══ Source ══
The idea of using news in a video game is a relatively new and unfamiliar concept to many news editors. Many may not have even heard of newsgames.

So, let’s start with the basics: What exactly is a newsgame and how could it possibly apply to journalism?

In the newsgame session at news:rewired – media in motion, panelist Bobby Schweizer, a doctoral student at the Georgia Institute of Technology and co-author of Newsgames: Journalism at Play, addressed those questions.

“Don’t be afraid of experimenting and of trying something new,” he said. “The payoff just might be good journalism.”

Schweizer’s definition of a newsgame is any application of journalism in videogame form. It can fall into one of seven categories: current events; infographics; documentaries; puzzles; teaching literacy; community engagement; and plaforms for games.

Schweizer also laid out eight different uses of newsgames. They can be used to:

  1. Editorialize;
  2. Raise awareness about specific events and what happened;
  3. Simulate dynamics;
  4. Model issues;
  5. Recreate events;
  6. Teach;
  7. Portray experiences;
  8. Turn stories into systems.

Schweizer used many different newsgame examples to illustrate how the games worked. One, called “los 33,” has the user save the Chilean miners who were stuck underground – one by one. Schweizer said it took him eight long minutes to finish the game and made him realize more clearly how the Chilean miner rescue was more than just great visuals.

“It was a laborious slog,” he said. “Eight minutes of having to do that gets at that kind of idea.”

15:04

LIVE: Session 3A – Newsgames

Incorporating gaming mechanics into the storytelling process is a good way to engage readers and help them to understand a news event. This session will hear from experts in this field on how newsrooms can use gaming mechanics, from a basic level – open to those with a limited time and budget – to more advanced video-game styles. The speakers will discuss what type of stories this format is best suited to.

With: Bobby Schweizer, doctoral student at the Georgia Institute of Technology and co-author of Newsgames: journalism at play; Shannon Perkins, editor of interactive technologies, Wired.com; Al Trivino, director of innovation at News International; and Alastair Dant, interactive lead at the Guardian.

15.12

Newsgames editorialise, and can raise awareness.

Games based on real events like the Hudson river crash, raise awareness and engage readers in a new way.

15.09

Bobby Schweizer is opening the session, and poses the question, “what is a news game?”

Current events games, and infographics that allow you explore data are two examples.
═══
══ Provided material ══
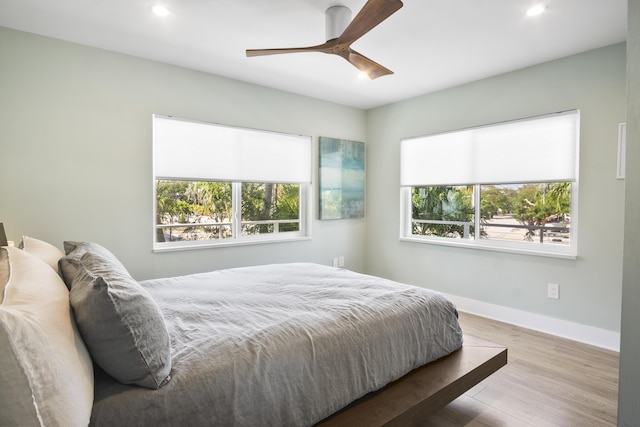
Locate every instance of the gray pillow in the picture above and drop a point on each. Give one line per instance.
(46, 374)
(120, 323)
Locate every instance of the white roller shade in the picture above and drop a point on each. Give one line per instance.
(203, 151)
(539, 149)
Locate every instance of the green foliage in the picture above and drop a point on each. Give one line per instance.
(537, 204)
(442, 203)
(200, 202)
(531, 204)
(495, 200)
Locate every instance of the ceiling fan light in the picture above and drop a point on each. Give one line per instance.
(536, 10)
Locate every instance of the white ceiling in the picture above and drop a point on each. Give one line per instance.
(429, 44)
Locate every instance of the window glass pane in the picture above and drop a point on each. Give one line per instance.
(193, 210)
(535, 212)
(443, 211)
(270, 208)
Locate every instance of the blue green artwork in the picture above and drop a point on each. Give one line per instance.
(341, 177)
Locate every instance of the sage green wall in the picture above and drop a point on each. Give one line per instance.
(75, 150)
(590, 286)
(629, 395)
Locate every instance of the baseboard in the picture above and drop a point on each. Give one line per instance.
(562, 328)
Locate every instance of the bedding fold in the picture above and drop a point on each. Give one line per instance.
(280, 345)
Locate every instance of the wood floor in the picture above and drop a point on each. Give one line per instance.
(548, 381)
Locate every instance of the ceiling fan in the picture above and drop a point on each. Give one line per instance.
(339, 38)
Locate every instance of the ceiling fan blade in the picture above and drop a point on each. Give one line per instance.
(372, 69)
(325, 48)
(371, 14)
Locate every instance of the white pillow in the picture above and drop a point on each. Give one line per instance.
(45, 369)
(43, 250)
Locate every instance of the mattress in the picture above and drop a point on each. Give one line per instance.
(280, 345)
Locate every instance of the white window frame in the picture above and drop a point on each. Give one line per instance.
(551, 250)
(300, 175)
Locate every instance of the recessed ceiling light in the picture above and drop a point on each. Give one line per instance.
(160, 10)
(536, 10)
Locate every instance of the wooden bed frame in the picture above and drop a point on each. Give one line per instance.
(423, 391)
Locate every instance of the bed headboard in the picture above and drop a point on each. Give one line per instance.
(3, 236)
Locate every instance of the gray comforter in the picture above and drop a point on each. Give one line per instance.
(280, 345)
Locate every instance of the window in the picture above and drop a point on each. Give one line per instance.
(509, 186)
(220, 185)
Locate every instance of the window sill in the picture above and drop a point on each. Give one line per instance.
(208, 244)
(552, 252)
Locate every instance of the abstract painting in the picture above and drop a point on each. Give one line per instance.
(342, 177)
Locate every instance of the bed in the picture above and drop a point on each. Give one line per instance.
(274, 345)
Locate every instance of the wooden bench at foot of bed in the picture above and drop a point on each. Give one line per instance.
(407, 401)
═══
◆ **Requests**
1. Name everyone the newsgames text lists as a speaker for Session 3A, with the role it gives for each.
2. According to the newsgames text, how long did it take Schweizer to finish the game "los 33"?

◆ **Worked answers**
1.
- Bobby Schweizer, doctoral student at the Georgia Institute of Technology and co-author of Newsgames: Journalism at Play
- Shannon Perkins, editor of interactive technologies, Wired.com
- Al Trivino, director of innovation at News International
- Alastair Dant, interactive lead at the Guardian

2. Eight minutes.